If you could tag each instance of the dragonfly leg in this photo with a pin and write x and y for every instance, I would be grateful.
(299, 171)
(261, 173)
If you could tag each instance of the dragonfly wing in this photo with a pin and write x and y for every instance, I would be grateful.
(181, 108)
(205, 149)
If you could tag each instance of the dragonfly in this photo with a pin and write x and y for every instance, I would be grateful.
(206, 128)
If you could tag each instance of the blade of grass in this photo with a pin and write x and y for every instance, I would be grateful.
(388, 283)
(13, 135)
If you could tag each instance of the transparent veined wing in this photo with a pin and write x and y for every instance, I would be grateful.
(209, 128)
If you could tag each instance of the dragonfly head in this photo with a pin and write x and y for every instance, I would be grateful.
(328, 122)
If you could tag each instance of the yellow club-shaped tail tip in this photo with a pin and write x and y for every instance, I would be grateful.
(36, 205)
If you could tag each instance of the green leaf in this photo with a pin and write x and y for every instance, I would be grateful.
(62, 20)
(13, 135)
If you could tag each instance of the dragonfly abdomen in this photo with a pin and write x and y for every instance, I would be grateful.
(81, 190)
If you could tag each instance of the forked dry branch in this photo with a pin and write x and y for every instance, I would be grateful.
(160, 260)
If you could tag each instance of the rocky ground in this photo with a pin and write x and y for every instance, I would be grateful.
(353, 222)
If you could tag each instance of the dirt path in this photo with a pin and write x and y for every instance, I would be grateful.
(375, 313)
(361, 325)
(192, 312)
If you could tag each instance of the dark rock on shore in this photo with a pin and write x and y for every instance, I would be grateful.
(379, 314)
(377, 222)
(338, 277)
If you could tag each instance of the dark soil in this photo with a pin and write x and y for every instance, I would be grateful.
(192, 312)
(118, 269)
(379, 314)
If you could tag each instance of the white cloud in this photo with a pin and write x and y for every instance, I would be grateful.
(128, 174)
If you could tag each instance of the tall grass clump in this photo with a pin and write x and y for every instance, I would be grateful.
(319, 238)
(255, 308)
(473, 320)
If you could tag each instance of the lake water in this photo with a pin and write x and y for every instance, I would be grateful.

+++

_THE REQUEST_.
Lay out every line of the records above as a Markdown table with two columns, Row and Record line. Number the rows in order and leave out blank lines.

_EXERCISE RESPONSE_.
| Row | Record line |
|---|---|
| 1 | If you could tag each instance of the dragonfly leg in this photo with a pin and write x and y for every instance, I would be grateful. |
| 2 | (299, 171) |
| 3 | (261, 173) |
| 4 | If you could tag each instance of the dragonfly wing in this photo with a pin and write x and y for every instance, I would be grateful. |
| 5 | (181, 108) |
| 6 | (205, 149) |
| 7 | If you could tag each instance of the dragonfly in this photo with a pin and write x and y for every instance, I would be grateful. |
| 8 | (206, 128) |
| 9 | If you could tag each instance of the blade of grass in this photo with a pin and write x and y for every instance, I would be grateful. |
| 10 | (388, 283) |
| 11 | (13, 135) |
| 12 | If you could tag each instance of the transparent veined wing in this photo with a pin and write x and y for every instance, I would be grateful. |
| 13 | (209, 128) |
| 14 | If you could tag each instance of the dragonfly head in this photo with a pin and write x and y for every instance, I would be grateful. |
| 15 | (328, 122) |
| 16 | If you could tag each instance of the yellow club-shaped tail tip in this photo with a pin and write x and y for every instance, I would be grateful. |
| 17 | (36, 205) |
| 18 | If you could tag each instance of the green leaf in this photo with a pin and write x and y for every instance, I would be grateful. |
| 19 | (62, 20) |
| 20 | (13, 135) |
| 21 | If you could tag each instance of the dragonfly abdomen in this photo with a pin and write x and y for every instance, I would be grateful. |
| 22 | (81, 190) |
| 23 | If you could tag each instance of the forked dry branch in this photo with a pin and write x and y for every instance, I would be grateful. |
| 24 | (160, 260) |
| 25 | If you could tag each instance of the rocky ground in this photo with a pin and write x and y for every instance, I would be grateful. |
| 26 | (353, 222) |
| 27 | If you could tag each instance of the dirt path in this photo with a pin and write x and y for every instance, I would be grateful. |
| 28 | (375, 313) |
| 29 | (361, 325) |
| 30 | (192, 312) |
| 31 | If you could tag each instance of the dark rock on shore in this photo with a pin and write x and y for every instance, I would be grateful. |
| 32 | (379, 314) |
| 33 | (377, 222) |
| 34 | (338, 277) |
| 35 | If you could tag each instance of the dark soil in this photo with a pin and write x and y for every instance, I would be grateful. |
| 36 | (192, 312) |
| 37 | (118, 269) |
| 38 | (379, 314) |
| 39 | If you could tag each instance of the white cloud in this photo with a pin and write x and y for every instance, I would be grateful. |
| 40 | (128, 174) |
| 41 | If you could tag each instance of the tall grass clump in this photo with a pin and write x and y for every instance, I would be grateful. |
| 42 | (319, 238) |
| 43 | (255, 308) |
| 44 | (473, 320) |
| 45 | If you could tag each instance of the lake water in this photo with a pin and write x and y for every instance, I would be grateful. |